• ABOUT THIS TASK:
Continue the pull request write-up on TITO bridge extraction and truncation handling below, picking up after its last sentence.

Fix TITO bridge extraction and truncation handling by eligotts · Pull Request #1005 · PrimeIntellect-ai/verifiers

eligotts · 2026-03-11T00:45:28Z

Summary

Fix bridge extraction: Rewrote TITO bridge token extraction to use a dummy-assistant dual-tokenization approach that correctly handles all chat templates (Qwen3, Qwen3.5, GLM-4.5/4.7) including GLM's stop-token-as-role-marker pattern and Qwen3's context-dependent think block injection.
Fix truncation gate: The TITO truncation gate now checks both tokens["is_truncated"] (seq_len overflow) and response.message.is_truncated (finish_reason="length" from vLLM). Previously only seq_len overflow was checked, so max_tokens truncation was missed — TITO would attempt bridge stitching on a completion without a stop token, producing malformed token sequences.

Problem

When a completion hit max_tokens (e.g., thinking model burns through token budget), vLLM returns finish_reason="length" and does not include a stop token in completion token_ids. The TITO client's truncation gate only checked TrajectoryStepTokens["is_truncated"], which reflects seq_len overflow but not max_tokens truncation. So it proceeded with bridge extraction, grabbed a random content token as the "stop token" for gap calculation, and produced broken stitched sequences.

• GIVEN DATA:

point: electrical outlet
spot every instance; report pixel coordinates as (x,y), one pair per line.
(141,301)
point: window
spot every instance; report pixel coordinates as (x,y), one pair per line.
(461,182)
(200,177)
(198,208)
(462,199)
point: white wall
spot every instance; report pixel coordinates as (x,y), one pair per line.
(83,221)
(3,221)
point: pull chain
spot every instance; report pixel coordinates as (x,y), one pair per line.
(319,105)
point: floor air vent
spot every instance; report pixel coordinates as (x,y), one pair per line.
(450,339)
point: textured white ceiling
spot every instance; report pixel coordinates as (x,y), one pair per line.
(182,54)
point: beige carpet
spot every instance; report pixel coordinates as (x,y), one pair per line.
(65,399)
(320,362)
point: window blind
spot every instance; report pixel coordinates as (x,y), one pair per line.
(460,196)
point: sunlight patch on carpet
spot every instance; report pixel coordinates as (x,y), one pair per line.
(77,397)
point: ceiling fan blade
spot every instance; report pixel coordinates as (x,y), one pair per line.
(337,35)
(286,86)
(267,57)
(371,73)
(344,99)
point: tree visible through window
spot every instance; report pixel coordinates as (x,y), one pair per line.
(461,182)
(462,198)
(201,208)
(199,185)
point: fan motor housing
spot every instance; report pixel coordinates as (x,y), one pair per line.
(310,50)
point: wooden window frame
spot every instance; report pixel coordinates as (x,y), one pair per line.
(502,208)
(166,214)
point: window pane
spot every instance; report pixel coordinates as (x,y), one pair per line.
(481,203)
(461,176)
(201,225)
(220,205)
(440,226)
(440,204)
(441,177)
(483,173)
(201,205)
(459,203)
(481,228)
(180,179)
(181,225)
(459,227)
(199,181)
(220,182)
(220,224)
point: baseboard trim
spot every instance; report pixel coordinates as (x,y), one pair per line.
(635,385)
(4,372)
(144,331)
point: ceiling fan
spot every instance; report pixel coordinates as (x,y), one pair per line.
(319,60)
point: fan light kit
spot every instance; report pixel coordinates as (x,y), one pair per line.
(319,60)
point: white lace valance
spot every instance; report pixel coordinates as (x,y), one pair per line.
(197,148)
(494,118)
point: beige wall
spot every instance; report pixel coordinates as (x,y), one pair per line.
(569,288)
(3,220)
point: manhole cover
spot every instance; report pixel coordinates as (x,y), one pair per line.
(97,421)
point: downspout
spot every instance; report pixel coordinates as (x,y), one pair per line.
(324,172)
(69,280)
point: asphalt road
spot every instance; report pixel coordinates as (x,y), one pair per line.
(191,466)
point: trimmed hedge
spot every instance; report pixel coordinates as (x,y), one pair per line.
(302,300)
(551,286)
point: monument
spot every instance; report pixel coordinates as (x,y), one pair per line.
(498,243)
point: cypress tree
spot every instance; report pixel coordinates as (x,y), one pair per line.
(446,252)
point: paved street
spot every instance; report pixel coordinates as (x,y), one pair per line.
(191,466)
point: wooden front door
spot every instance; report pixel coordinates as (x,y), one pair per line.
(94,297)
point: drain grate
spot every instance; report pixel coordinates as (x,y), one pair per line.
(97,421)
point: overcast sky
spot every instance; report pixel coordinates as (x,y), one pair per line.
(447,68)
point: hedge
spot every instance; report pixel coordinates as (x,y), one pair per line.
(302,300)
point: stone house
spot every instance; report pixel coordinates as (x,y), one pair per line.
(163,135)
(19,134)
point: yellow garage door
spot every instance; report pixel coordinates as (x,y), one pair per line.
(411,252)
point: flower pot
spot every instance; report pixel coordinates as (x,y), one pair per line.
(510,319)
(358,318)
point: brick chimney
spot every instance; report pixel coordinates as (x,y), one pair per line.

• SOLVED EXERCISE:
Testing

Empirically validated stop token behavior across 6 models on prime-rl's custom vLLM server (/v1/chat/completions/tokens endpoint):

Model	Stop Token	stop ✓	tool_calls ✓	length (no stop) ✓
Qwen3-4B-Instruct-2507	151645 `<\|im_end\|>`	✅	✅	✅
Qwen3-0.6B	151645 `<\|im_end\|>`	✅	n/a	✅
Qwen3-8B	151645 `<\|im_end\|>`	✅	✅	✅
Qwen3-30B-A3B	151645 `<\|im_end\|>`	✅	✅	✅
Qwen3.5-4B	248046	✅	✅	✅
GLM-4.7-Flash	154827 `<\|user\|>` / 154829 `<\|observation\|>`	✅	✅	✅

Confirmed across all models: finish_reason=length never includes a stop token in token_ids. Bridge extraction and GLM dedup logic validated for both tool-call multi-turn (wiki-search style) and user-message multi-turn (alphabet-sort style).

Ran RL training experiments with use_token_client=true across Qwen3-4B, Qwen3-0.6B, Qwen3-30B-A3B, and Qwen3.5-4B on wiki-search and alphabet-sort environments, confirming no TITO errors.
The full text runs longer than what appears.